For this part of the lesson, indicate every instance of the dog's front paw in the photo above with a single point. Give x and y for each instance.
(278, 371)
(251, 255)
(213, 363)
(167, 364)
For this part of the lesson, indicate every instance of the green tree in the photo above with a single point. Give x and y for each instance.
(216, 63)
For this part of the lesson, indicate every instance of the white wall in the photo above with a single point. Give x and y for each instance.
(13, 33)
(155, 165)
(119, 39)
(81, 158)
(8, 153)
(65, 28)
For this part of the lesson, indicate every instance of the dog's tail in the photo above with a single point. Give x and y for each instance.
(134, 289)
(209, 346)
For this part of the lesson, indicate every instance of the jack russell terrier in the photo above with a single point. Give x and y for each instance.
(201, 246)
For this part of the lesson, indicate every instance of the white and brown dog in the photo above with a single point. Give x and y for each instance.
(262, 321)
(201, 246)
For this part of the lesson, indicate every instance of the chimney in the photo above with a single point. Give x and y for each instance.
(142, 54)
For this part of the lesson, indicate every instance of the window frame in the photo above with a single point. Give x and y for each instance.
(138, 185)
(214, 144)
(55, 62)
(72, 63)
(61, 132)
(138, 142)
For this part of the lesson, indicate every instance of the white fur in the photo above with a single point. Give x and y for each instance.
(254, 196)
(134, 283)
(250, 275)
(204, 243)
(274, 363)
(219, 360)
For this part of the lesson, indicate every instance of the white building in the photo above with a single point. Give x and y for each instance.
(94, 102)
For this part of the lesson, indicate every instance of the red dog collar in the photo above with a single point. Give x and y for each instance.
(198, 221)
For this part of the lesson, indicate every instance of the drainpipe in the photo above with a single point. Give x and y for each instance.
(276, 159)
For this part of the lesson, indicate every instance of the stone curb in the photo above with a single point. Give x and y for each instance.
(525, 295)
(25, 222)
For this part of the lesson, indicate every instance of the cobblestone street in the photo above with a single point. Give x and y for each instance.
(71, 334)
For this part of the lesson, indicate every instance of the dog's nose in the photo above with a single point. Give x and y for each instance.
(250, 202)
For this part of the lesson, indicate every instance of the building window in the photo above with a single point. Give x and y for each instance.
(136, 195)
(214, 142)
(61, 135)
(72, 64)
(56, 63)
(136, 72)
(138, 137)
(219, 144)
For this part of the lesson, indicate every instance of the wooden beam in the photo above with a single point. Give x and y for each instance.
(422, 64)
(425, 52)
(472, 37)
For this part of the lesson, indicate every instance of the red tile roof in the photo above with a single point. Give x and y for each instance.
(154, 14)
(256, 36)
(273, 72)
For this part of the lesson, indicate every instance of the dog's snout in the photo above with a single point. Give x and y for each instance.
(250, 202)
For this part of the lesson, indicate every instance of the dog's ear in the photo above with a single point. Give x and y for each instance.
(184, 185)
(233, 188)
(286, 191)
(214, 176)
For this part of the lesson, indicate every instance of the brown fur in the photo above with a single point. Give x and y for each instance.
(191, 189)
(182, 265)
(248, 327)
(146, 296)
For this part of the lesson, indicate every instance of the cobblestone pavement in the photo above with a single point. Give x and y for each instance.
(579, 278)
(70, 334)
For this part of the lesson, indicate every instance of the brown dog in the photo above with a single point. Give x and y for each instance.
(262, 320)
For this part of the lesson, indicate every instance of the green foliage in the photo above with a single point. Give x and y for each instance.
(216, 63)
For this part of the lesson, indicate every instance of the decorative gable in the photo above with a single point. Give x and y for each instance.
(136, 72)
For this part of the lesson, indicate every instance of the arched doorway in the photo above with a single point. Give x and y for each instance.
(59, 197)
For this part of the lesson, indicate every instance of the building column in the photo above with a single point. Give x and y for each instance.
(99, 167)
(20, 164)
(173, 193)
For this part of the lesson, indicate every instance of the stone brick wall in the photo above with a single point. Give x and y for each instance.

——————

* Task item: Reproduce each of the records word for word.

* Task solution:
For this part of the lesson, indicate every instance of the dog's front paw in the photo above with a single point. Give x and y for each instance.
(278, 371)
(251, 255)
(213, 363)
(167, 364)
For this part of the lesson, indicate every instance of the green tree in the photo above with a single point. Give x and y for each instance.
(216, 63)
For this part of the lesson, indicate every instance of the white wall in the photo above with a single point. Give x and y for each instance.
(13, 33)
(155, 165)
(119, 39)
(81, 158)
(8, 153)
(65, 28)
For this part of the lesson, indicate every instance of the dog's tail in the photo above with a single point. Give x and y for each instance.
(134, 289)
(209, 346)
For this part of the lesson, indicate every instance of the jack russell terrier in the photo above with a single point. Give x and y for each instance.
(201, 246)
For this part of the lesson, indicate every instance of the white and brown dog in the photo above with a single point. Give x and y for each instance.
(262, 321)
(201, 246)
For this part of the lesson, indicate every instance of the chimney in the photo above with a single point. Give x and y for each instance.
(142, 54)
For this part of the lesson, indicate every instance of the window frame in the photo above with a single point. Give x and y for each instance.
(138, 185)
(214, 144)
(55, 62)
(72, 63)
(61, 132)
(138, 142)
For this part of the lesson, indicate every instance of the white fur in the photo above with a single point. Give x and y for each instance.
(254, 196)
(134, 283)
(250, 275)
(204, 243)
(274, 363)
(219, 360)
For this part of the lesson, indicate every instance of the white building in the photo above with a single point. Give x and y for each instance.
(94, 102)
For this part of the lesson, indicate every instance of the red dog collar in the photo above with a single point. Give x and y for each instance.
(198, 221)
For this part of the lesson, indicate every instance of the drainpipe in the photo above with a single point. Give x and y for each instance.
(276, 159)
For this part of the lesson, indicate every instance of the stone curb in the photo above with a single point. Give x and y for each instance.
(525, 295)
(25, 222)
For this part of the lesson, indicate every instance of the cobblestone street in the photo above with a single point. Give x and y for each instance.
(71, 334)
For this part of the lesson, indicate every instance of the dog's nose in the photo above with a single point. Give x and y for each instance.
(250, 202)
For this part of the lesson, indicate every instance of the building window in the photo above with a single point. Give x and y for each instance.
(136, 195)
(214, 142)
(61, 135)
(72, 64)
(56, 63)
(136, 72)
(138, 137)
(219, 144)
For this part of the lesson, indicate every instance of the wooden beam in the photo above with a single point. Give x and y for each instance.
(422, 64)
(425, 52)
(472, 37)
For this part of the lesson, indicate every instance of the red tile roof in the photo above with a single point. Give x and y for each instance.
(154, 14)
(256, 36)
(273, 72)
For this part of the lesson, indicate every instance of the dog's snout in the photo above with a single point. Give x and y for each instance.
(250, 202)
For this part of the lesson, indicate every instance of the dog's ear in the photo above with a single point. Give x and y for each instance.
(184, 185)
(233, 188)
(286, 191)
(214, 176)
For this part of the lesson, indicate every instance of the brown fur in the photo above with a single point. Give x and y for each instance.
(191, 189)
(182, 265)
(248, 327)
(146, 296)
For this part of the lesson, indicate every instance of the cobblestone pavement in the photo above with a single point. Give x and y for each instance.
(579, 278)
(70, 334)
For this part of the lesson, indicate every instance of the brown dog in the photo above with a single point. Give x and y for each instance.
(262, 320)
For this part of the lesson, indicate every instance of the green foliage in the photo above with a single point. Give x and y for each instance.
(216, 63)
For this part of the lesson, indicate every instance of the decorative gable in the photo above with a single point. Give x and y for each instance.
(136, 72)
For this part of the lesson, indicate every instance of the arched doorway in the photo above with a single point. Give x and y for each instance.
(59, 197)
For this part of the lesson, indicate every instance of the building column in the photo above with a single point. Give x and y for each instance.
(99, 167)
(20, 164)
(173, 193)
For this part of the lesson, indicate every instance of the stone brick wall in the photo above with a single point. Give x and y for each instance.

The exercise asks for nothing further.